Brief ▸
All entries must be transcribed without a single difference.

*** Opening Exercise materials ***

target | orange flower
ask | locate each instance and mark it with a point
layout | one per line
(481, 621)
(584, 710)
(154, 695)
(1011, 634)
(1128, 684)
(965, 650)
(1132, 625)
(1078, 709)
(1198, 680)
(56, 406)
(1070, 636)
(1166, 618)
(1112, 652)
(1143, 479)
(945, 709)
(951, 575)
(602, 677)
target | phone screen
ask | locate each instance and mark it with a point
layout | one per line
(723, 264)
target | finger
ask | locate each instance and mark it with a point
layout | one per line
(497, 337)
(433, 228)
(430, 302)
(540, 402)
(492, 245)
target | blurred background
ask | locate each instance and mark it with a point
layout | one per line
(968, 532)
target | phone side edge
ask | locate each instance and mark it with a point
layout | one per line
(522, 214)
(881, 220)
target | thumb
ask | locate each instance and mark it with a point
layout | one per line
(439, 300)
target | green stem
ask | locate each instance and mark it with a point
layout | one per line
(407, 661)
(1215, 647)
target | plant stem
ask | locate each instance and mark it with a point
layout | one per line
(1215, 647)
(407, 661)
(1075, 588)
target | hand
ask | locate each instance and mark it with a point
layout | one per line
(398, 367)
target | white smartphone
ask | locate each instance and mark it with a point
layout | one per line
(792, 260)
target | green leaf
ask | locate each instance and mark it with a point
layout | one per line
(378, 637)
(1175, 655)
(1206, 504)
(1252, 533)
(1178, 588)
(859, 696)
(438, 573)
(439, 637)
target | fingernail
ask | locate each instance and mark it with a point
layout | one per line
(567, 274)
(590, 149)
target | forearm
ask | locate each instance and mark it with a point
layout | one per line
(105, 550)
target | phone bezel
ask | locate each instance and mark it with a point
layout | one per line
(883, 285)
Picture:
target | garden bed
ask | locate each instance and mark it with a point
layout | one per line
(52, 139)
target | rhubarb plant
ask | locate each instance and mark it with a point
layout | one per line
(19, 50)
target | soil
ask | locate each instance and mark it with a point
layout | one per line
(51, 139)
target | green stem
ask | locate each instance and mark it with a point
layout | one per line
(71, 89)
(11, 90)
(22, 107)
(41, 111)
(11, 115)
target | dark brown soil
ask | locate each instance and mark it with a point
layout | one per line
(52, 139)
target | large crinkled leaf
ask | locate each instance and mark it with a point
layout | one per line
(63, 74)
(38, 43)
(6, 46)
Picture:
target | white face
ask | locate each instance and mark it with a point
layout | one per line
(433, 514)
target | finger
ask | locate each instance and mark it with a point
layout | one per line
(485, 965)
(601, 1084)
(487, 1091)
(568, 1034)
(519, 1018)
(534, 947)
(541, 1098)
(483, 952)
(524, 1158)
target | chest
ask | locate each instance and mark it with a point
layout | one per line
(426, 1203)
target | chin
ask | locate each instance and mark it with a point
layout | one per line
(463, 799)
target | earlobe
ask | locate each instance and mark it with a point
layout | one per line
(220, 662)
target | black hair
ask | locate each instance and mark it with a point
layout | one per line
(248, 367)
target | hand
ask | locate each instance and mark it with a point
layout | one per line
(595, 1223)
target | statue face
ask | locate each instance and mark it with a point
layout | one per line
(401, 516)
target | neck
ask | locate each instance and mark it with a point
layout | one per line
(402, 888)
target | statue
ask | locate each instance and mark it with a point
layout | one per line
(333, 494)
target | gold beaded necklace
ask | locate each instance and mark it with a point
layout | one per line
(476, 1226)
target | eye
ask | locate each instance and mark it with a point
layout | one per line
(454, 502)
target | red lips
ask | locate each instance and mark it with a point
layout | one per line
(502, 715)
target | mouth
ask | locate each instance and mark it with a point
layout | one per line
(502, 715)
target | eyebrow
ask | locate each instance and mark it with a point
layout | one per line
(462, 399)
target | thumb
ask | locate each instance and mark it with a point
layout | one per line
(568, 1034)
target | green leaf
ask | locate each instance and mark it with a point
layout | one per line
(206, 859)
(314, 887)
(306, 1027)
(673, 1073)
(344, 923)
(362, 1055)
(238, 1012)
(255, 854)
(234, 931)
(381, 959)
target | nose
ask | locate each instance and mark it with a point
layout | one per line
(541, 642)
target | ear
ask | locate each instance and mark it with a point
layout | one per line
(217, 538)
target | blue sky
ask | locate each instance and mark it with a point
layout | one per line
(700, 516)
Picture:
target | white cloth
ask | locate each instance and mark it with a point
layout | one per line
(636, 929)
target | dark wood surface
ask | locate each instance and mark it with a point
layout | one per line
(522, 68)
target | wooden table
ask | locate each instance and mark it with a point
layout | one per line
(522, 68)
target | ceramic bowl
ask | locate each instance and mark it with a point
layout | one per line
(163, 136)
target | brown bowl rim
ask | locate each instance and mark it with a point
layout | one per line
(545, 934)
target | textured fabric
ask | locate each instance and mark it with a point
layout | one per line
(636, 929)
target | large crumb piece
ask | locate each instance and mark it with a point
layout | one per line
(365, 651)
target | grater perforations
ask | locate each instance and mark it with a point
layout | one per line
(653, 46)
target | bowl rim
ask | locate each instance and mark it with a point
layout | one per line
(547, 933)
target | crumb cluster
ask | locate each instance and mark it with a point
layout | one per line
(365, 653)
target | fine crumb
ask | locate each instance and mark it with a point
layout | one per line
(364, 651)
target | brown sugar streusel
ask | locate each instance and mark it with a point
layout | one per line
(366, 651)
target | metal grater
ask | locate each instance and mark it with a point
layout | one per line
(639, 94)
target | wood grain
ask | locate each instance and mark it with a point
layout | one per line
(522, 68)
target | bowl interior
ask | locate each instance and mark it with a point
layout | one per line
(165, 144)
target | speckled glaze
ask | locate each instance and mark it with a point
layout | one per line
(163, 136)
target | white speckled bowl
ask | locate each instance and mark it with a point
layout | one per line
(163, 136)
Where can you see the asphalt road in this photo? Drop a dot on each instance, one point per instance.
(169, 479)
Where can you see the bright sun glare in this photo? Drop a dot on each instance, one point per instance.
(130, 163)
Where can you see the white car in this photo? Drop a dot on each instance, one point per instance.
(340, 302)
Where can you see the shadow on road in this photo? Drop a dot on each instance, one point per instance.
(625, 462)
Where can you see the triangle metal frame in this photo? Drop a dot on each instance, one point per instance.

*** Closing Exercise materials ***

Solution below ▸
target | orange flower
ask | locate each instance and mark it with a point
layout | one per line
(481, 621)
(584, 710)
(154, 695)
(1011, 634)
(1128, 684)
(965, 650)
(1132, 625)
(1078, 709)
(1198, 680)
(56, 406)
(1070, 636)
(1166, 618)
(1112, 652)
(1143, 479)
(945, 709)
(951, 575)
(602, 677)
target | phone screen
ask | locate each instance and mark it with a point
layout | one per line
(723, 264)
target | finger
ask | locate each instance and mark it with a point
layout | one per line
(497, 337)
(433, 228)
(430, 302)
(540, 402)
(492, 245)
target | blurred background
ask | locate each instance and mark it with a point
layout | one per line
(968, 532)
target | phone side edge
ask | locate each instance and mark it with a point
layout | one per line
(522, 214)
(881, 220)
target | thumb
ask | locate each instance and mark it with a point
layout | one per line
(439, 300)
target | green stem
ask | locate each instance and mark it with a point
layout | one per line
(407, 661)
(1215, 647)
target | plant stem
ask | locate each instance and mark it with a point
layout | one per line
(1215, 647)
(407, 661)
(1075, 588)
target | hand
ask | locate each instance and mark it with a point
layout | one per line
(398, 367)
target | white smartphone
ask | locate each instance and mark it with a point
layout | one per line
(792, 260)
target | green leaf
ask | locate each instance and mark it with a point
layout | one per line
(378, 637)
(1175, 655)
(1206, 504)
(1252, 533)
(1178, 588)
(859, 696)
(438, 573)
(439, 637)
target | fingernail
ask | locate each instance and mark it with a point
layout | one per line
(567, 274)
(590, 149)
target | forearm
ask | locate each instance and mark it with a point
layout | one per line
(105, 550)
target | phone bezel
ask | locate each instance and mark it with a point
layout | one per line
(883, 285)
Picture:
target | garden bed
ask | locate each instance and mark it with a point
layout | one per line
(52, 139)
target | rhubarb plant
ask | locate each instance and mark it with a point
layout | one per line
(19, 50)
target | soil
ask | locate each instance and mark it with a point
layout | one per line
(51, 139)
target | green stem
ask | locate each instance and mark it with a point
layout | one per line
(71, 89)
(11, 90)
(22, 107)
(41, 111)
(11, 115)
target | dark brown soil
ask | locate each instance and mark it with a point
layout | one per line
(52, 139)
target | large crinkled leaf
ask | locate each instance and mark it with a point
layout | one per line
(63, 74)
(38, 43)
(6, 46)
Picture:
target | white face
ask | locate each instance and mark it with a point
layout | one per line
(433, 514)
target | finger
ask | locate each instance and mark it with a point
layout | one per line
(485, 965)
(601, 1084)
(487, 1091)
(568, 1034)
(519, 1018)
(534, 947)
(541, 1098)
(483, 952)
(524, 1158)
target | chest
ask | locate each instance and mark it with a point
layout | one per line
(426, 1203)
target | chin
ask | locate each instance and mark it with a point
layout | one per line
(463, 799)
target | earlobe
ask | locate each instance and mark it with a point
layout | one per line
(220, 662)
target | black hair
ask | locate each instance and mark it with a point
layout | one per line
(248, 367)
target | hand
ask | locate each instance and mark it with a point
layout | one per line
(595, 1223)
target | statue face
ask | locate each instance and mark it with a point
layout | one per line
(401, 516)
target | neck
ask | locate each instance and mark it with a point
layout | one per line
(402, 888)
target | statue
ask | locate each instance and mark it with a point
layout | one per line
(333, 494)
target | gold beaded necklace
ask | locate each instance and mark it with a point
layout | one per line
(476, 1226)
target | eye
ask | locate each instance and mark it with a point
layout | one per line
(454, 502)
target | red lips
ask | locate each instance and mark it with a point
layout | one per line
(502, 715)
target | mouth
ask | locate each instance and mark it with a point
layout | one per line
(502, 715)
target | eyebrow
ask | locate each instance and mark it with a point
layout | one per line
(462, 399)
target | thumb
ask | locate each instance and mark it with a point
layout | one per line
(568, 1034)
target | green leaf
ask | locate each instance and mark it with a point
layout | one per line
(206, 859)
(314, 887)
(306, 1027)
(673, 1073)
(344, 923)
(362, 1055)
(238, 1012)
(255, 854)
(234, 931)
(381, 959)
target | nose
ask | locate each instance and mark it with a point
layout | one per line
(541, 642)
target | ear
ask | locate each instance and mark it with a point
layout | one per line
(217, 538)
target | blue sky
ask | locate each instance and mark it with a point
layout | one per line
(700, 516)
Picture:
target | white cloth
ask | locate each instance and mark it with a point
layout | one per line
(636, 929)
target | dark wood surface
ask | locate each instance and mark it with a point
layout | one per line
(522, 68)
target | wooden table
ask | locate each instance and mark it with a point
layout | one per line
(522, 68)
target | ceramic bowl
ask | locate each instance and mark it with a point
layout | one per line
(163, 136)
target | brown bowl rim
ask | locate each instance and mark it with a point
layout | one per line
(545, 934)
target | textured fabric
ask | locate each instance and mark it with a point
layout | one per line
(636, 929)
target | large crumb piece
ask | locate each instance and mark it with a point
layout | one per line
(365, 651)
target | grater perforations
ask | locate each instance and mark it with a point
layout | one per line
(653, 46)
target | bowl rim
ask | locate each instance and mark it with a point
layout | one per line
(547, 933)
target | crumb cluster
ask | locate each instance and mark it with a point
layout | one per line
(365, 653)
target | fine crumb
ask | locate each instance and mark it with a point
layout | one per line
(364, 651)
target | brown sugar streusel
ask | locate each instance and mark it with a point
layout | one per line
(366, 651)
target | metal grater
ask | locate each instance and mark it with a point
layout | one per line
(639, 94)
target | wood grain
ask | locate each instance and mark it with a point
layout | one per line
(522, 68)
target | bowl interior
ask | locate each instance and mark it with a point
layout | one per line
(165, 144)
target | speckled glaze
ask | locate each instance and mark it with a point
layout | one per line
(163, 136)
target | white speckled bowl
ask | locate each instance and mark it with a point
layout | one per line
(163, 136)
Where can you see the asphalt road in this photo? Drop a dot on each instance, one point per instance.
(169, 479)
Where can you see the bright sun glare in this photo? Drop a dot on each instance, one point per instance.
(130, 163)
Where can you see the white car in this photo? Drop a dot on each instance, one point per instance.
(340, 302)
Where can you see the shadow on road in this photo? Drop a dot on each instance, one point per instance.
(625, 462)
Where can you see the triangle metal frame in this photo? Drop a dot on each instance, one point per instance.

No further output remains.